▶ _Goal_
Copy the entries below word for word, from the line containing "For every instance of the gray" through the end of the entries, and omit the pictures from your copy.

▶ _Data records_
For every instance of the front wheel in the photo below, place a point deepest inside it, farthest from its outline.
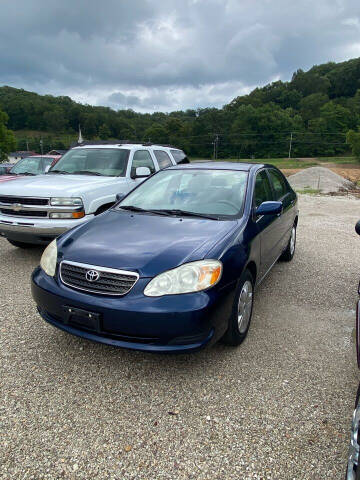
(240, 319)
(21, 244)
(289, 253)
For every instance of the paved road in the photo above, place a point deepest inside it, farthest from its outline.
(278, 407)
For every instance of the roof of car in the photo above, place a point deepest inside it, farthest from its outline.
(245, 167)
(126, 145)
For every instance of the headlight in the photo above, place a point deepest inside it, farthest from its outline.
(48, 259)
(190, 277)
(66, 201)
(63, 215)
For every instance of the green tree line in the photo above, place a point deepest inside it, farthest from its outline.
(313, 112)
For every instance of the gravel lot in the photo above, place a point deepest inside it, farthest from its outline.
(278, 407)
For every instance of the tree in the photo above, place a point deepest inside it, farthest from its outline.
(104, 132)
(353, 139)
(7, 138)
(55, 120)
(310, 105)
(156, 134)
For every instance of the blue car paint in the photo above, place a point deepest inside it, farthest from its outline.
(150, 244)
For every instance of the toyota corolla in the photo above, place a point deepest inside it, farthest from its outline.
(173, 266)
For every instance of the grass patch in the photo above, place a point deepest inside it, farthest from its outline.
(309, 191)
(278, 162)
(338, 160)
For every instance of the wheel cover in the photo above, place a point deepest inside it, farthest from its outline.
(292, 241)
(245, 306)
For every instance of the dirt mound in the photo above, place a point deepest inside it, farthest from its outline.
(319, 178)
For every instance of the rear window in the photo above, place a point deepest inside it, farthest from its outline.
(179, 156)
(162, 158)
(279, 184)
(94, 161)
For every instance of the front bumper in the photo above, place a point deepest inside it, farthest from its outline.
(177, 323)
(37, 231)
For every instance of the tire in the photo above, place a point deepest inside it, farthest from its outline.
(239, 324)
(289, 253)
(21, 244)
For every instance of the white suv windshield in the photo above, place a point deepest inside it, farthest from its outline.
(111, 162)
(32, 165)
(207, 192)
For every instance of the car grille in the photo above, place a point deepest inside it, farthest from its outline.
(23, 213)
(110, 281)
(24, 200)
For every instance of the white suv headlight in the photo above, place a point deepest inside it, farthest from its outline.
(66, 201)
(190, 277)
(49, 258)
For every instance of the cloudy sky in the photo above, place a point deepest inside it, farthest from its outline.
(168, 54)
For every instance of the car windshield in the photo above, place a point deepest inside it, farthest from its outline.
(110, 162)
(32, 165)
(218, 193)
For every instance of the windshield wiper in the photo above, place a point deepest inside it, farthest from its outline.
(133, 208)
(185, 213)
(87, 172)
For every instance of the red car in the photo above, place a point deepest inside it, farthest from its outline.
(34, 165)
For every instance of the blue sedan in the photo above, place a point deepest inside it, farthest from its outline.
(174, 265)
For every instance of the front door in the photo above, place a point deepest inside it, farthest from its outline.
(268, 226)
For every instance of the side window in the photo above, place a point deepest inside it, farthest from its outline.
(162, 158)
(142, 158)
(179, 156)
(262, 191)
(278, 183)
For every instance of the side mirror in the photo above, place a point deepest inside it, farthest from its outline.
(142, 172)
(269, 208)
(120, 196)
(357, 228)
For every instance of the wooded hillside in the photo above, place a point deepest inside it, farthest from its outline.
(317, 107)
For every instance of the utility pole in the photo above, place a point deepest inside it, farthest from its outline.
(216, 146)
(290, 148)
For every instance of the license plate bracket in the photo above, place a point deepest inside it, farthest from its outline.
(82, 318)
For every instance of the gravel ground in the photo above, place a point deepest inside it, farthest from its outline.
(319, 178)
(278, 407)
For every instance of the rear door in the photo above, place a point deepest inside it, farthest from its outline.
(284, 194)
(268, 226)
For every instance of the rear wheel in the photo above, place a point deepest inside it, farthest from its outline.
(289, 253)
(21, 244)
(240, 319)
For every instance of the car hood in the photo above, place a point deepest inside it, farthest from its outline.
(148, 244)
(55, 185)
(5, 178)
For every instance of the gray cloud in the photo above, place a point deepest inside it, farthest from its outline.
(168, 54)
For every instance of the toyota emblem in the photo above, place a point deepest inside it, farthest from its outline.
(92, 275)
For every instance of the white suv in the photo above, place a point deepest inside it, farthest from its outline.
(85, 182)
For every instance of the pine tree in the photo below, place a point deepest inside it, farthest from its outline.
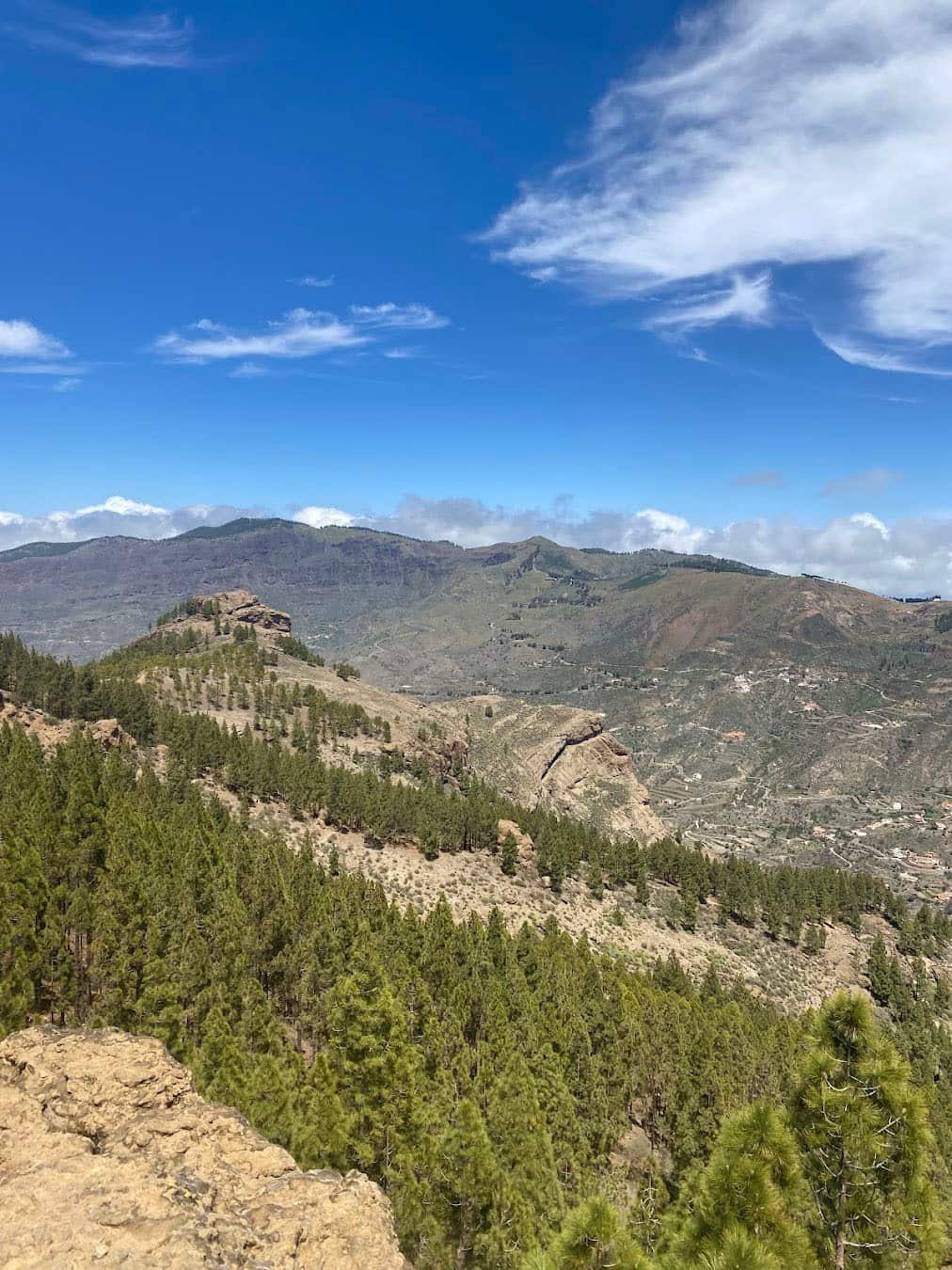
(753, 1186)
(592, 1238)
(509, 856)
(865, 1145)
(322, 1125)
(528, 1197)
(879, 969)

▶ _Answer to this exercise_
For every instance of the gray cloud in the photo above, place a point deepest inside it, farthest from its outline.
(168, 54)
For every instance of the toyota emblem in the photo above, place a point deepest inside it, farthest from its outline.
(92, 275)
For every instance of the white suv in the photo above, place a point deepest inside it, farthest from its outline.
(85, 182)
For every instance of the pine tree in the photo below, place a point deepest inside it, farthest from its outline.
(753, 1186)
(592, 1238)
(509, 856)
(865, 1145)
(322, 1125)
(528, 1197)
(879, 969)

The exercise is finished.